• [Task goal]:
All of the data is to be set down again without any alteration.
BEGIN
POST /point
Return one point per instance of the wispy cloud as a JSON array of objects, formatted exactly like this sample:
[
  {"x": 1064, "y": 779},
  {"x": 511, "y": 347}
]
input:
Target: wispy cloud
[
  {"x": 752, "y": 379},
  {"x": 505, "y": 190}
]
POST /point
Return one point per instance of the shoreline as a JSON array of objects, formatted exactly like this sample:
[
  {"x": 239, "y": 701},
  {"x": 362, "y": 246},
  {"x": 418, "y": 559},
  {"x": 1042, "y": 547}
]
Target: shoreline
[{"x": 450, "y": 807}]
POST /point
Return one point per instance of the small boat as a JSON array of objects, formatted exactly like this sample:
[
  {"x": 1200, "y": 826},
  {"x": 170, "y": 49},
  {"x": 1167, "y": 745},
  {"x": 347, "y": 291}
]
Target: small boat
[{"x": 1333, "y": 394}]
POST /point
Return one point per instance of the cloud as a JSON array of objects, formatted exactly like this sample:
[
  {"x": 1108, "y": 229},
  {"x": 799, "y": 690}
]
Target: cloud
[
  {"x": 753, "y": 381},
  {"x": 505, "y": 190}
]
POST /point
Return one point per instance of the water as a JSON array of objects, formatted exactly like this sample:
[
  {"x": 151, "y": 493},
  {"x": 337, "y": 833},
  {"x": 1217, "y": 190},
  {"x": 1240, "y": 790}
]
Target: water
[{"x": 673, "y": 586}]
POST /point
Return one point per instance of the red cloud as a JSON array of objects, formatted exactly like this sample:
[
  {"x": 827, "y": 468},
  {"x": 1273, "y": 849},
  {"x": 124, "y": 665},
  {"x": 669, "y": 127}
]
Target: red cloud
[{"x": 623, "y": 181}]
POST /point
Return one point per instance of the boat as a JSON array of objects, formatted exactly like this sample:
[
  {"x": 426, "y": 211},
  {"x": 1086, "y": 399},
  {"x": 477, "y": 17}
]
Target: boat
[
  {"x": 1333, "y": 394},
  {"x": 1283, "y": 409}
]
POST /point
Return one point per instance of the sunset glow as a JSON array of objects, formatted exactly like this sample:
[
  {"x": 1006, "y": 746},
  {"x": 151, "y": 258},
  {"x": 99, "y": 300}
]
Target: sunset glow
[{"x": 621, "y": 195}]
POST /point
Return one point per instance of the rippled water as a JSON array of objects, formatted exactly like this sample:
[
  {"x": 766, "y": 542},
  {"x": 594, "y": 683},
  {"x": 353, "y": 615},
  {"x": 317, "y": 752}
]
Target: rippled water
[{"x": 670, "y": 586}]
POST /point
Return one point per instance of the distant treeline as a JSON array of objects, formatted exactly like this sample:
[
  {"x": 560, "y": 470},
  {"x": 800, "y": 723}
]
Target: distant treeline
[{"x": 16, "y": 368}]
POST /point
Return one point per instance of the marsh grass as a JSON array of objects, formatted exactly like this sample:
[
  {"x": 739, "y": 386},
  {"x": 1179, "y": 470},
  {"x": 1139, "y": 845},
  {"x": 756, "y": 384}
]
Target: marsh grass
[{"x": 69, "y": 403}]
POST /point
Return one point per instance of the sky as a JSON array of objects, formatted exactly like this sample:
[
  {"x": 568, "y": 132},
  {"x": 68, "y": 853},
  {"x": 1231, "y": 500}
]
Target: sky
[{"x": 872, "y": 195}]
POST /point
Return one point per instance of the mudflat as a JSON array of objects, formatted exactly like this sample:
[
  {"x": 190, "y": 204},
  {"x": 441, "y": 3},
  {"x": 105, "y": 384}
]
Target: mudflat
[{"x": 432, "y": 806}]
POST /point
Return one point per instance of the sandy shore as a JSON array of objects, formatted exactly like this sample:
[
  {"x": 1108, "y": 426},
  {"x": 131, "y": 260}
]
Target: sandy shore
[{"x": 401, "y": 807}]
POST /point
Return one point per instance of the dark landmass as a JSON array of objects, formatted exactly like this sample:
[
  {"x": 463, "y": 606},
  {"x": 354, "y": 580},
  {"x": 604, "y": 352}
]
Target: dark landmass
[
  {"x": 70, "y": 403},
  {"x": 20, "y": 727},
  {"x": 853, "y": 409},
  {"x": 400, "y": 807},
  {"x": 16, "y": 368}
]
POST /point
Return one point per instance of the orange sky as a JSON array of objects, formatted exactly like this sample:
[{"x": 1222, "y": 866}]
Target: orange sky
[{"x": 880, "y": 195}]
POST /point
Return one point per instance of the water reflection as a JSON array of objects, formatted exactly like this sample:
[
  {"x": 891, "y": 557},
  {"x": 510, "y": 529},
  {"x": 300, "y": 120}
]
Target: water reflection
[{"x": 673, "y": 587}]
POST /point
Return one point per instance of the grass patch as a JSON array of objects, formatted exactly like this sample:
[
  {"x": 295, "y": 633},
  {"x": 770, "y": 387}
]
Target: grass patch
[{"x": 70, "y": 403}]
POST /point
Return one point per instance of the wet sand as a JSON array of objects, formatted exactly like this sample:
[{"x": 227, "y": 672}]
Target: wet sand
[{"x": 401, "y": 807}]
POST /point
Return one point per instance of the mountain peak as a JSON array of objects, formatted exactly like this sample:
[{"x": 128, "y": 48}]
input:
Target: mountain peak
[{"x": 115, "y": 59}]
END
• [Response box]:
POST /point
Return one point per instance of the wispy cloud as a JSON array of objects, formatted exactly like this sample:
[
  {"x": 1064, "y": 779},
  {"x": 511, "y": 347}
]
input:
Target: wispy cloud
[
  {"x": 752, "y": 379},
  {"x": 505, "y": 190}
]
POST /point
Return one point per instance of the shoreline as a JSON array of objects, formatted exactly like this sample:
[
  {"x": 239, "y": 701},
  {"x": 362, "y": 246},
  {"x": 418, "y": 559},
  {"x": 1042, "y": 547}
]
Target: shoreline
[{"x": 450, "y": 807}]
POST /point
Return one point per instance of the small boat as a JSON array of objects, formatted exactly like this sample:
[
  {"x": 1200, "y": 826},
  {"x": 170, "y": 49},
  {"x": 1167, "y": 745},
  {"x": 347, "y": 291}
]
Target: small boat
[{"x": 1333, "y": 394}]
POST /point
Return one point per instance of the cloud as a JSON array of objects, formatted exactly like this sample:
[
  {"x": 1108, "y": 229},
  {"x": 799, "y": 690}
]
Target: cloud
[
  {"x": 753, "y": 381},
  {"x": 505, "y": 190}
]
POST /point
Return one point per instance of the water as a JSON array of objects, formatted exactly like this sample:
[
  {"x": 151, "y": 493},
  {"x": 337, "y": 833},
  {"x": 1217, "y": 190},
  {"x": 1240, "y": 790}
]
Target: water
[{"x": 673, "y": 586}]
POST /point
Return one point per instance of the red cloud as a JSON array of objects, formatted exactly like this sample:
[
  {"x": 827, "y": 468},
  {"x": 1273, "y": 849},
  {"x": 124, "y": 665},
  {"x": 669, "y": 127}
]
Target: red cloud
[{"x": 623, "y": 181}]
POST /point
Return one point per instance of the boat as a JSON array of objects, formatted exactly like this sample:
[
  {"x": 426, "y": 211},
  {"x": 1086, "y": 399},
  {"x": 477, "y": 17}
]
Target: boat
[
  {"x": 1333, "y": 394},
  {"x": 1283, "y": 409}
]
POST /point
Return one point per instance of the sunset glow as a JSON array of objects, formatted exactly like this sample:
[
  {"x": 1006, "y": 746},
  {"x": 151, "y": 258},
  {"x": 99, "y": 300}
]
Target: sunset glow
[{"x": 621, "y": 195}]
POST /point
Return one point per instance of the rippled water as a JSON array of objects, formatted exactly like this sample:
[
  {"x": 766, "y": 542},
  {"x": 594, "y": 683},
  {"x": 353, "y": 615},
  {"x": 317, "y": 752}
]
Target: rippled water
[{"x": 670, "y": 586}]
POST /point
Return one point per instance of the distant treeline as a JSON array of objects, formatted exactly like this sample:
[
  {"x": 560, "y": 470},
  {"x": 800, "y": 723}
]
Target: distant treeline
[{"x": 16, "y": 368}]
POST /point
Return one point per instance of the marsh grass as a JSON array of objects, formatted exactly like this sample:
[
  {"x": 739, "y": 386},
  {"x": 1179, "y": 470},
  {"x": 1139, "y": 845},
  {"x": 756, "y": 384}
]
Target: marsh grass
[{"x": 69, "y": 403}]
POST /point
Return one point per instance of the sky as a JSON array of objects, formatted exactly like this sample:
[
  {"x": 568, "y": 132},
  {"x": 68, "y": 853},
  {"x": 1231, "y": 500}
]
Target: sky
[{"x": 872, "y": 195}]
POST /point
Return one point per instance of the mudflat as a JSON array of objects, formatted exactly like this sample:
[
  {"x": 190, "y": 204},
  {"x": 441, "y": 3},
  {"x": 105, "y": 384}
]
Target: mudflat
[{"x": 432, "y": 806}]
POST /point
Return one point per instance of the sandy shore as a JSON array of objects, formatted exactly like this sample:
[
  {"x": 1108, "y": 426},
  {"x": 131, "y": 260}
]
Target: sandy shore
[{"x": 401, "y": 807}]
POST /point
Return one point per instance of the dark landmass as a JSON array of objects, formatted exactly like this sample:
[
  {"x": 463, "y": 606},
  {"x": 354, "y": 580},
  {"x": 604, "y": 352}
]
Target: dark landmass
[
  {"x": 70, "y": 403},
  {"x": 20, "y": 727},
  {"x": 853, "y": 409},
  {"x": 400, "y": 807},
  {"x": 16, "y": 368}
]
POST /point
Return one point per instance of the orange sky as a JSON array of objects, formatted exactly like this sample:
[{"x": 1222, "y": 866}]
Target: orange sky
[{"x": 880, "y": 195}]
POST /point
Return one point per instance of the water reflection as a JSON array of objects, formatted exactly like this sample:
[
  {"x": 891, "y": 557},
  {"x": 510, "y": 529},
  {"x": 300, "y": 120}
]
Target: water reflection
[{"x": 673, "y": 587}]
POST /point
Return one point per instance of the grass patch as a JSON array of objects, formatted exactly like this sample:
[
  {"x": 295, "y": 633},
  {"x": 770, "y": 387}
]
Target: grass patch
[{"x": 70, "y": 403}]
POST /point
Return one point per instance of the wet sand as a JSON array of objects, formatted exactly like this sample:
[{"x": 227, "y": 672}]
Target: wet sand
[{"x": 401, "y": 807}]
POST /point
Return one point per instance of the mountain peak as a JSON array of objects, formatted exactly like this sample:
[{"x": 128, "y": 48}]
input:
Target: mountain peak
[{"x": 115, "y": 59}]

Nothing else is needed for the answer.